-- ФРАГМЕНТ ТЕКСТА --

-*-

Вот об этом и сологубовские «Тени». И еще у него сверхпрограммная деталь: мать мальчика, говорит автор, – вдова, но еще молодая и прекрасная.

И вот я говорю с чистой совестью и как на духу: не хочется сюда Фрейда приплетать, и без него хорошо. Даже не то что хорошо, а лучше. Сологуб выводит нас в чистое небо искусства, и уходить оттуда, падать собственной волей не хочется.

И вот таков весь Сологуб. О чем бы он ни писал. Каких бы Передоновых ни выставлял. Он действительно дульцинировал мир. Альдонсу превратил в Дульцинею и жадного Дракона подменил лунной Лилит (как в его пьесе «Заложники жизни»).

Ну, или вот еще один пример – уже прямой и непосредственно к его теме обращающий: знаменитое стихотворение «Нюрнбергский палач».

Кто знает, сколько скуки

В искусстве палача!

Не брать бы вовсе в руки

Тяжелого меча.

И я учился в школе

В стенах монастыря,

От мудрости и боли

Томительно горя.

Но путь науки строгой

Я в юности отверг,

И вольною дорогой

Пришел я в Нюренберг.

На площади казнили:

У чьих-то смуглых плеч

В багряно-мглистой пыли

Сверкнул широкий меч.

Меня прельстила алость

Казнящего меча

И томная усталость

Седого палача.

Пришел к нему, учился

Владеть его мечом,

И в дочь его влюбился,

И стал я палачом.

Народною боязнью

Лишенный вольных встреч,

Один пред каждой казнью

Точу мой темный меч.

Один взойду на помост

Росистым утром я,

Пока спокоен дома

Строгий судия.

Свяжу веревкой руки

У жертвы палача.

О, сколько тусклой скуки

В сверкании меча!

Удар меча обрушу,

И хрустнут позвонки,

И кто-то бросит душу

В размах моей руки.

И хлынет ток багряный,

И, тяжкий труп влача,

Возникнет кто-то рдяный

И темный у меча.

Не опуская взора,

Пойду неспешно прочь

От скучного позора

В мою дневную ночь.

Сурово хмуря брови,

В окошко постучу,

И дома жажда крови

Приникнет к палачу.

Мой сын покорно ляжет

На узкую скамью.

Опять веревка свяжет

Тоску мою.

Стенания и слезы, —

Палач – везде палач.

О, скучный плеск березы!

О, скучный детский плач!

Кто знает, сколько скуки

В искусстве палача!

Не брать бы вовсе в руки

Тяжелого меча!

Вот чистейший пример сублимации: бытовая подробность – наказание ребенка – превращается в публичную казнь и преодолевается, преобразуется чеканными строфами.


И. Т.: Борис Михайлович, вы обещали что-то сказать о сверхлитературном значении Сологуба, о неких жизненных проекциях его творчества. И к тому же я хочу припомнить однажды вами сказанные слова: мать социалистического реализма – кухарка, а отец – Сологуб.

-*-

-- ПРЕДОСТАВЛЕННЫЕ ДАННЫЕ --
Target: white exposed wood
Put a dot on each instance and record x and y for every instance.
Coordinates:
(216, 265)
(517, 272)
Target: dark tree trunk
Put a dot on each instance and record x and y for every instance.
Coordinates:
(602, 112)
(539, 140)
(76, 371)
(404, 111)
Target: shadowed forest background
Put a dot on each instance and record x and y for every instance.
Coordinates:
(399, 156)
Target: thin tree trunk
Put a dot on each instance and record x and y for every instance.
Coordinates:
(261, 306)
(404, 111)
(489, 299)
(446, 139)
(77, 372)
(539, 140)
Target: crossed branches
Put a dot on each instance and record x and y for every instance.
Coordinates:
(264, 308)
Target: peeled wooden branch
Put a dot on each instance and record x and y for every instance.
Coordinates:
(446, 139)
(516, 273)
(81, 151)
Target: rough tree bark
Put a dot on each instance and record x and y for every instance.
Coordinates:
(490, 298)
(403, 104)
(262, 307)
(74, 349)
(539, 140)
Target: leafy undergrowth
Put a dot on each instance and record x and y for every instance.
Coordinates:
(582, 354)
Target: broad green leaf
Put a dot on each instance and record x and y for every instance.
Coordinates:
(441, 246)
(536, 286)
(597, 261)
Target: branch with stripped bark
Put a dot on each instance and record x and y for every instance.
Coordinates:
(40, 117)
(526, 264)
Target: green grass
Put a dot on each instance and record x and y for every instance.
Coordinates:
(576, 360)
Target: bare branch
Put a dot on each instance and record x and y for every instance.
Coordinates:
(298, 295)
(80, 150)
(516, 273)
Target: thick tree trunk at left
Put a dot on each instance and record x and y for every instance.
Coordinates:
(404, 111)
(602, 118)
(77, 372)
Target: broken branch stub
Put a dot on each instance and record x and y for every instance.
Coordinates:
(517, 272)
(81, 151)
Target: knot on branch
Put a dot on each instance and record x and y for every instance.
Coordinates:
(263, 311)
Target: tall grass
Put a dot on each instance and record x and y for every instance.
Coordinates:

-*-

-- ЧТО НУЖНО СДЕЛАТЬ --
[1] Выпишите все названия произведений, приведенные во фрагменте о Сологубе в кавычках-елочках.
[2] Перепечатайте из фрагмента о Сологубе отрывок, который начинается словами «И. Т.: Борис» и продолжается до слов «отец – Сологуб.» включительно.

-- ОЖИДАЕМЫЕ ОТВЕТЫ --
[1] «Тени», «Заложники жизни», «Нюрнбергский палач»

[2]
И. Т.: Борис Михайлович, вы обещали что-то сказать о сверхлитературном значении Сологуба, о неких жизненных проекциях его творчества. И к тому же я хочу припомнить однажды вами сказанные слова: мать социалистического реализма – кухарка, а отец – Сологуб.